◆ **EXERCISE OBJECTIVE**: Change every "photo" in the data below to "image" and keep the rest of the wording as it is. Leave the pictures out of your answer.

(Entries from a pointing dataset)
================
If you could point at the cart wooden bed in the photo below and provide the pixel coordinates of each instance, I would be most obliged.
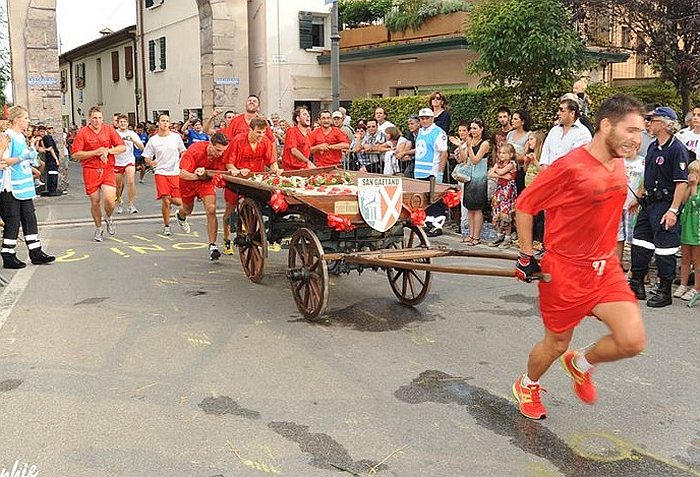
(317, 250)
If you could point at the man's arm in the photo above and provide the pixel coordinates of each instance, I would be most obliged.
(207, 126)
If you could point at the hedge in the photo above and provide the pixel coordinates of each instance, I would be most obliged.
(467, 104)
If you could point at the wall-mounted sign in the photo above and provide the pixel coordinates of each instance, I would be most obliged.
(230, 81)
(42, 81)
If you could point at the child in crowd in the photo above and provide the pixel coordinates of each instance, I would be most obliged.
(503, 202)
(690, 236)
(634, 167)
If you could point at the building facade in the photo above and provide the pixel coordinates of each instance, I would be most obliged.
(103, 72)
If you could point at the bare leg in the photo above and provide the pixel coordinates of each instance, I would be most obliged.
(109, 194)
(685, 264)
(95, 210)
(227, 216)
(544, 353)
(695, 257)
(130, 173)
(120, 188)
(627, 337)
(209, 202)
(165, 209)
================
◆ **EXERCISE RESPONSE**:
If you could point at the cart wooden bed in the image below and provide the pixel coordinates of each instance, I would be most obliged.
(317, 250)
If you could point at the man's arm in the image above and provide the pixel coordinates of each instance, I would be most obliged.
(207, 126)
If you could point at the hedge in the image above and provide the pixel coordinates of each instance, I would be most obliged.
(467, 104)
If you could point at the wall-mounted sign in the image above and provide the pixel coordinates of each instance, I would be most obliged.
(230, 81)
(42, 81)
If you could point at the child in crowd in the image above and provide the pixel coordinates of each instance, I would be most obliged.
(503, 202)
(690, 236)
(634, 167)
If you could point at the building facade in the image above and provide the pixel coordinates of each instance, I would be most obliged.
(103, 72)
If you could point at the bare leg in the image above and provide the pixel coordinates of each instance, I would be most obliged.
(109, 194)
(685, 264)
(95, 210)
(227, 216)
(544, 353)
(695, 257)
(130, 173)
(120, 188)
(627, 337)
(209, 202)
(165, 209)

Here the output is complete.